* **INSTRUCTION**:
Copy out, word for word, the lines of the records below, starting at the line with "Find sunlit leaves." and continuing through the line with "left=348, top=0, right=400, bottom=119", including both of those lines.

* **LISTED RECORDS**:
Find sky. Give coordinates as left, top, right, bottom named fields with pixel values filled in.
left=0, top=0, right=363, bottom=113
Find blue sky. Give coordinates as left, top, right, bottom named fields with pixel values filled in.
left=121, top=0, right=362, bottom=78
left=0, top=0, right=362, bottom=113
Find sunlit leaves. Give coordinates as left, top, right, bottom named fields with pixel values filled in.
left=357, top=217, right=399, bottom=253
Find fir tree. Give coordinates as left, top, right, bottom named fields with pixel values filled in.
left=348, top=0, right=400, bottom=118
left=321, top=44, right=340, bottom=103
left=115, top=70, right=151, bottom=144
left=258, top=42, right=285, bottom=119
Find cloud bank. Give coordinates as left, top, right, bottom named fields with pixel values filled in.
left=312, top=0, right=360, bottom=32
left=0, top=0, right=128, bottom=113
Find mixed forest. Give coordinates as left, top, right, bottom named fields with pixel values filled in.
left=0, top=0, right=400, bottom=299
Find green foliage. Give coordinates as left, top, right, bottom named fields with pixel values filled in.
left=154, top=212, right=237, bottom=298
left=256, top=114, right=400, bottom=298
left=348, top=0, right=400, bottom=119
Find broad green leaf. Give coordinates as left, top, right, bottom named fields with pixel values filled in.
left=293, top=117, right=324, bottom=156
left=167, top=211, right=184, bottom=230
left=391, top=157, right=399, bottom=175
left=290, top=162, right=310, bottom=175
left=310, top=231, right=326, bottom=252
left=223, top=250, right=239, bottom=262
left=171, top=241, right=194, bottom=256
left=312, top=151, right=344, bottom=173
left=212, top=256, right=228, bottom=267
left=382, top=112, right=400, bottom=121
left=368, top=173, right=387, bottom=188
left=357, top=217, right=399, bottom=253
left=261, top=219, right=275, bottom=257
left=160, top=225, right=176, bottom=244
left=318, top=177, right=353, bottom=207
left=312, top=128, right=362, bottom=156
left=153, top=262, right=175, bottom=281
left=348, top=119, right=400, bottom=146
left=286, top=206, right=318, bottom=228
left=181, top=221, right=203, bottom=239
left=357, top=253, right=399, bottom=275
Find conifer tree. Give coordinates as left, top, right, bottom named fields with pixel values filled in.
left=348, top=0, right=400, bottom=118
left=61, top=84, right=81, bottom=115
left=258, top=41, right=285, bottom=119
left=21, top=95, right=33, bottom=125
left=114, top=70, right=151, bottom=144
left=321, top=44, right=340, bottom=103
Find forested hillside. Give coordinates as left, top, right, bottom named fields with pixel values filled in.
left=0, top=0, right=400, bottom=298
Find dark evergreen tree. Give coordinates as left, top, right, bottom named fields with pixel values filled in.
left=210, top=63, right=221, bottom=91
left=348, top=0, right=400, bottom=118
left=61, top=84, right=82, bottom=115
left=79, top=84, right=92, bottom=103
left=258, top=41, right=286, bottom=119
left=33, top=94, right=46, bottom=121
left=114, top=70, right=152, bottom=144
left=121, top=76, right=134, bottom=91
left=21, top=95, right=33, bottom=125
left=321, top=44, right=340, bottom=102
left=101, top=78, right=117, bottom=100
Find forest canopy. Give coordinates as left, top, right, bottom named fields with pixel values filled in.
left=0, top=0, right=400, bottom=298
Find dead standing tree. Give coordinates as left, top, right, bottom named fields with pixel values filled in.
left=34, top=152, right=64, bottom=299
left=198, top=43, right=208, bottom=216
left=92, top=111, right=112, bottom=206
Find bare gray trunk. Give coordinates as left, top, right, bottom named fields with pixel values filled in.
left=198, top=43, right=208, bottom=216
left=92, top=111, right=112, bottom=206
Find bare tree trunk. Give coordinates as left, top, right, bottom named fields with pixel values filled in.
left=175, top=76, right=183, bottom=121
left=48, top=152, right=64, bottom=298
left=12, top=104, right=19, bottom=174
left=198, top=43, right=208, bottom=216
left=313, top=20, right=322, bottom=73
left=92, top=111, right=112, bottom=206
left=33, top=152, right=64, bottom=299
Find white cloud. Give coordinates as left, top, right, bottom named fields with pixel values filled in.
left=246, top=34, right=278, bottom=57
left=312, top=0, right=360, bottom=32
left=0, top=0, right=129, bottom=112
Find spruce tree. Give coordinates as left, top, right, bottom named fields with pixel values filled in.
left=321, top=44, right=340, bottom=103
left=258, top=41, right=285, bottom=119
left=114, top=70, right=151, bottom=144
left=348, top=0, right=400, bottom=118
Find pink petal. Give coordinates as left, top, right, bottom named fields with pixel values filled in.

* **FULL OUTPUT**:
Find sunlit leaves. Give coordinates as left, top, right, bottom named fields with pixel values filled in.
left=357, top=217, right=399, bottom=253
Find fir tree. Give coordinates as left, top, right, bottom named fields with pixel values filled in.
left=348, top=0, right=400, bottom=118
left=321, top=44, right=340, bottom=103
left=115, top=70, right=151, bottom=144
left=258, top=42, right=285, bottom=119
Find cloud bank. Give coordinates as left, top, right, bottom named fields with pixel values filled in.
left=312, top=0, right=360, bottom=32
left=0, top=0, right=128, bottom=113
Find mixed forest. Give coordinates as left, top, right, bottom named fields with pixel values filled in.
left=0, top=0, right=400, bottom=299
Find green foliage. Give coordinates as left, top, right, bottom named fields with pixel values filled in.
left=154, top=212, right=237, bottom=298
left=256, top=114, right=400, bottom=298
left=348, top=0, right=400, bottom=119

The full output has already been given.